__ĆWICZENIE PISEMNE__. Proszę ocenić, czy następujące stwierdzenia zgadzają się z zamieszczoną niżej dyskusją o programie 500+: (a) w dyskusji twierdzi się, że alkoholizm i narkomania są w większości przyczyną bezdomności; (b) według dyskusji program jest kierowany również do klasy średniej; (c) według dyskusji ubodzy samotni rodzice z jednym dzieckiem otrzymają wsparcie z programu. Przy każdym stwierdzeniu należy odpowiedzieć „tak” lub „nie” i przytoczyć dosłownie rozstrzygające słowa dyskusji.

Skocz do zawartości

Polityka wewnętrzna


Icon

Rekomendowane odpowiedzi

bezdomność też z czegoś się bierze (najczęściej alkoholizm i lenistwo)

 

ale wiesz, że to nieprawda, a na ten temat akurat jest dużo badań i gdybyś sięgnął do jakichkolwiek danych a nie posługiwał się swoimi wrażeniami to może dowiedziałbyś się czegoś na ten temat. np. tego że alkoholizm/narkomania są w znacznej większości skutkiem a nie przyczyną bezdomności.

Odnośnik do komentarza

Dla mnie główną wadą tego programu jest to, że z wielkim prawdopodobieństwem można stwierdzić, iż nie przyniesie on głównego zakładanego efektu (gdyż podobne i mocniej dotowane programy na zachodzie z reguły miały mizerny skutek). Za to jako program socjalny nie spełnia podstawowych założeń, bo kierowany jest również do klasy średniej, a do bezdzietnych biednych już nie (chociaż przynajmniej zredukuje ubóstwo na które narażone są wielodzietne rodziny). Osobną kwestią pozostaje koszt i czy to akurat najpilniejszy program, który należało uruchomić.

 

I nie każdy lewak musi popierać każdy system redystrybucji, bo w myśl tego powinno się wspierać rozrzucanie pieniędzy z helikopterów.

Odnośnik do komentarza

na razie nie wiemy, czy kasa z 500+ pójdzie na spłaty chwilówek, czy wróci na rynek.

dowiemy się pewnie z pół roku po ruszeniu programu. podobne programy wprowadzane w innych państwach różnie działały więc teraz możemy tylko gdybać. chociaż wszelkie dostępne analizy stanu zadłużenia polskiego społeczeństwa sugerują, że głównymi beneficjentami tego programu będzie Provident i inne Vivusy niestety... ja w każdym razie trzymam kciuki, chociaż absolutnie nie wierzę w lewicowość PiSu i wg mnie ten program to jedynie marchewka mająca na celu zdobycie kilku (przynajmniej) dodatkowych procent głosów w każdych kolejnych wyborach. 'bo ci dali, a tamci panie to tylko zabierali'.

miarą 'lewicowości' PiSu jest (dla mnie) poparcie np. TTiP ustami wicepremiera Morawieckiego, zaledwie kilka dni po tym jak nadpremier Kaczyński powiedział, że PiS stoi po stronie ludzi, a nie korporacji, czy wspomnienie jakże 'socjalnej' Zyty.

populiści i oportuniści polityczni, czyli w sumie standard w polskiej polityce ostatnich 25 lat.

Odnośnik do komentarza

Ja nie mam złudzeń. Reżimowa propaganda przedstawia to jako program socjalny i wsparcie dla ubogich rodzin, ale wcale tak nie jest. Głównym celem tego programu nie jest pomoc najuboższym tylko promocja prokościelnej polityki wielodzietności. Ubodzy i samotni rodzice z jednym dzieckiem nie dostaną żadnego wsparcia z tego programu, natomiast bogacze pokroju Pyżalskiej (Warta P.) z dwójką i owszem.

__DANE__.

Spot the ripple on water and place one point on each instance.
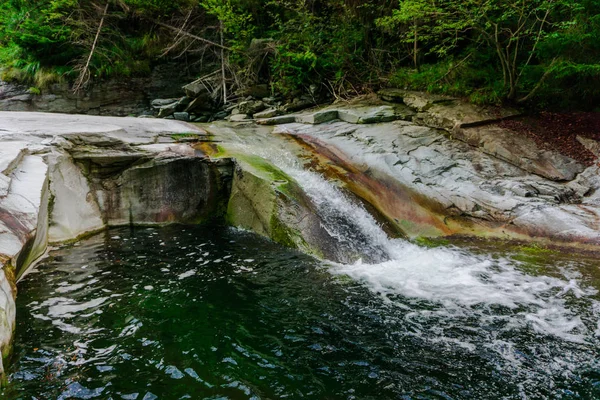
(195, 313)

__POPRAWNA ODPOWIEDŹ__.
(a) Nie: „alkoholizm/narkomania są w znacznej większości skutkiem a nie przyczyną bezdomności”.
(b) Tak: „kierowany jest również do klasy średniej”.
(c) Nie: „Ubodzy i samotni rodzice z jednym dzieckiem nie dostaną żadnego wsparcia z tego programu”.